• _Exercise goal_
Please return only the lines from the one holding "Target: house roof" through the one holding "Would you be so kind as to mark the tree", exactly as they appear in the records below, both ends included.

━━ Available data

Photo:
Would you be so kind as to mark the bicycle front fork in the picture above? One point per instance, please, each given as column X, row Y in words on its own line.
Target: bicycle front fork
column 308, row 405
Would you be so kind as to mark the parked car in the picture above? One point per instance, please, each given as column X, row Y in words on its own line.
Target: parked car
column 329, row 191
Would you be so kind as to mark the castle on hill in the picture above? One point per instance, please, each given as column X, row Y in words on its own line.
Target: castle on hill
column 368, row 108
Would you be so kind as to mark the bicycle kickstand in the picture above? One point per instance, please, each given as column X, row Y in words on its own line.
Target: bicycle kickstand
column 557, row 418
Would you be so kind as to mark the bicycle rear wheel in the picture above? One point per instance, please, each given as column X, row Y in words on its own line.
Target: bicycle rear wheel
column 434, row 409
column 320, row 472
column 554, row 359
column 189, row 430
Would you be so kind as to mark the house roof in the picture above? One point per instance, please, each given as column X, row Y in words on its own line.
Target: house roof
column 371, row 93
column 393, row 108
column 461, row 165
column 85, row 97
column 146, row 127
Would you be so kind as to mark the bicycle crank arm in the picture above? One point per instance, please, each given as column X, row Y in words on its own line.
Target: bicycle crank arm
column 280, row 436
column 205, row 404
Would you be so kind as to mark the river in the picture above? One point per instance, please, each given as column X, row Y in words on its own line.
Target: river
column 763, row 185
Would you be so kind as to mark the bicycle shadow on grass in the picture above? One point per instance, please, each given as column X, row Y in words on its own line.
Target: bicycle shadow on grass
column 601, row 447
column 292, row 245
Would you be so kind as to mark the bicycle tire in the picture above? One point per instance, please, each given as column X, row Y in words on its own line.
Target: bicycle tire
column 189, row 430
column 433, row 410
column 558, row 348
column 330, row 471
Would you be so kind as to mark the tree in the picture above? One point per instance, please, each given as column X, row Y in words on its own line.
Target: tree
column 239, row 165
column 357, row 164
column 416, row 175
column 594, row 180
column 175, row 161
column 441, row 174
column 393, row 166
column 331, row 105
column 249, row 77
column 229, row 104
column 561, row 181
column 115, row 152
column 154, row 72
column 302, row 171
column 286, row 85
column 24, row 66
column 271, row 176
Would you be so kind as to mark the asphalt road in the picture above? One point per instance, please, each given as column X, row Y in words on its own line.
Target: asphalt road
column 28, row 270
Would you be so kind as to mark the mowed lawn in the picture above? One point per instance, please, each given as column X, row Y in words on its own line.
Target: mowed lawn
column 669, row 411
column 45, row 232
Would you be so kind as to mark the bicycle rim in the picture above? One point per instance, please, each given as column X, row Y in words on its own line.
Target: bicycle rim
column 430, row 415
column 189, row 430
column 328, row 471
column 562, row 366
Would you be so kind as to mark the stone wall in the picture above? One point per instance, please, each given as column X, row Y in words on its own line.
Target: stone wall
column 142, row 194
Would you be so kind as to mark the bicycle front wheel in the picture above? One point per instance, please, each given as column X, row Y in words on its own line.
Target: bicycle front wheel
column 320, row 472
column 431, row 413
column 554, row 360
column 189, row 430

━━━━

• _Response for this exercise_
Target: house roof
column 371, row 93
column 393, row 108
column 461, row 165
column 85, row 97
column 146, row 127
Would you be so kind as to mark the bicycle crank arm in the picture above? One point per instance, please, each given as column X, row Y in words on its own line.
Target: bicycle crank arm
column 280, row 436
column 205, row 404
Would you be so kind as to mark the river in the picture above? One point per instance, please, each given as column X, row Y in words on its own line.
Target: river
column 763, row 185
Would you be so kind as to mark the bicycle shadow on grass in the picture above? One point per instance, please, each given as column X, row Y in words on its own line.
Target: bicycle shadow on grass
column 601, row 447
column 292, row 245
Would you be so kind as to mark the bicycle tire in the picture above? One point per instance, please, each given as column X, row Y in words on its own line.
Target: bicycle tire
column 189, row 430
column 433, row 410
column 558, row 348
column 330, row 471
Would you be so kind as to mark the tree in the picture above? One point per instance, please, each given as column X, row Y in words on its own line.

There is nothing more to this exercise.